→ GIVEN PROBLEM
Decide whether each statement below agrees with the travel piece on Vitoria-Gasteiz, answering yes or no and quoting the deciding words of that piece. 1. The parador in Zamora is closed for renovation for 18 months. 2. Wellington's army burned Vitoria-Gasteiz to the ground. 3. Vitoria-Gasteiz was named Spain's first "Green Capital City" in 2019.

→ TEXT BLOCK

[BEGIN]

Vitoria-Gasteiz
When we started planning this year’s trip, we originally wanted to return to our favorite Spanish city, Zamora, and our favorite parador which is in the old town of Zamora. Alas, I discovered that the parador is closed for renovation for 18 months and since it is part of the draw for us to Zamora, we decided to look for another place to visit. We had already decided to see San Sebastian, so I looked at other cities in the Basque Country and came across Vitoria-Gasteiz. The more I read about it, the more I thought, “This is a place we could really like.” We booked four nights there and found that I was wrong about liking the city; we loved it! By the time we left we were planning a return trip.
A (Very) Little History of Vitoria-Gasteiz
It’s known that in the 11th century there was a village named Gasteiz on the hill here, and that it had a church and was walled, indicating that it had some importance in the area by then. In 1181 the Spanish king Sancho the Wise built up the small town into a defensive outpost and named it Victoria for reasons unknown, but it quickly became Vitoria-Gasteiz, combining the Spanish and Basque names for the village.
In 1813 the French army of Joseph Napoleon battled the British, Portuguese and Spanish army, under the leadership of the Duke of Wellington near here. Wellington’s army prevailed and started the demise of French control of Spain. Unlike San Sebastian (which Wellington’s army burned to the ground), Wellington left Vitoria-Gasteiz intact, and it has been the capitol of the Basque Country, first an unofficial role, but formalized in the late-20th and early-21st centuries, with the Basque Parliament meeting here, and the Basque Prime Minister living here.
Residents of Vitoria-Gasteiz are called vitorianos by English speakers, and gasteiztarrak by Basque speakers. But traditionally they are called babazorros, Basque for “bean sacks.” I think that’s a fact everyone should know.
Vitoria-Gasteiz, the Town
Several decades ago, Vitoria-Gasteiz decided to become a “green city.” The city government put in place plans to build parks, reduce automobile traffic and improve the environment of the city. They succeeded: in 2012 the city was named a “Green Capital City” (the first in Spain) and in 2019 the UN designated it a “Golden Green City.” There are four huge parks outside Vitoria-Gasteiz, each focusing on a different type of natural feature: wetlands, forests, etc.
For us, we saw this greening in many of the streets of Vitoria-Gasteiz and many parks inside the city. Cars have been prohibited and pedestrians have these streets to themselves.


The Old Town of Vitoria-Gasteiz has the same streets and plazas as seen on maps of the city from the 14th century. Most of the buildings are, of course, not that old, though some of them are even older.

Vitoria-Gasteiz has a beautiful main plaza, the Plaza of the Vergen Blanco (White Virgin, after a statue in the middle of the plaza.) In these pictures there aren’t many people, but in the evening it’s jammed with couples, families, kids, old folks (that’d be us) and, one night, a movie crew. Great fun to just sit there and watch the world go by. In almost every Spanish village, town and city, the Plaza Mayor is the center of activity, especially in the evenings.

[END]

Boundary annotation records:
[BEGIN]

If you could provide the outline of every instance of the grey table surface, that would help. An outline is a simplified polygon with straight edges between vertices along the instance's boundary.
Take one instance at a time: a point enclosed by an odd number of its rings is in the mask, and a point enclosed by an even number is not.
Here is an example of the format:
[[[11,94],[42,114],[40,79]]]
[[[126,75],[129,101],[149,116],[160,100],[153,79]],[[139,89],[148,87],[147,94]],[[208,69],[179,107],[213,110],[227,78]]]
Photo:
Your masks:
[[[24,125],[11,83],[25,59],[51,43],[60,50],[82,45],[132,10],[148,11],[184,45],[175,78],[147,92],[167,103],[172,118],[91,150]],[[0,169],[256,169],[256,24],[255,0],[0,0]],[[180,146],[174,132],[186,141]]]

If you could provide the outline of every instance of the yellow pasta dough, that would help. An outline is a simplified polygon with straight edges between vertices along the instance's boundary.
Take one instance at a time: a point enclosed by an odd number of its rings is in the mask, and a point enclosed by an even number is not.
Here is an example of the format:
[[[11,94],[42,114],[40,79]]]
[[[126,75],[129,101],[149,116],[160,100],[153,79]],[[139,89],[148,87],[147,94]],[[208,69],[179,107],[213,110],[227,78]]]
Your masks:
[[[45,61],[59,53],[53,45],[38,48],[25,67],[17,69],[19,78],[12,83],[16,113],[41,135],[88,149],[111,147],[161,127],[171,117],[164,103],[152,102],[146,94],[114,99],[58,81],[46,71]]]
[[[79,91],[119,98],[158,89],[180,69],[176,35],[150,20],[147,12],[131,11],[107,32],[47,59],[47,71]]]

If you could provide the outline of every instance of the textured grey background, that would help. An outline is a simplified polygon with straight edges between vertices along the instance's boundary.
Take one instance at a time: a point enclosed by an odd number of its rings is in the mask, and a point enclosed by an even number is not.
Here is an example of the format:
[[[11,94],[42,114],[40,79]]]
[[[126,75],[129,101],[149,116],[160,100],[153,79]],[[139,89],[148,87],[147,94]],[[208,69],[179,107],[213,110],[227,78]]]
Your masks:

[END]

→ EXPECTED ANSWER
1. Yes: "the parador is closed for renovation for 18 months"
2. No: "Wellington left Vitoria-Gasteiz intact"
3. No: "in 2012 the city was named a “Green Capital City” (the first in Spain)"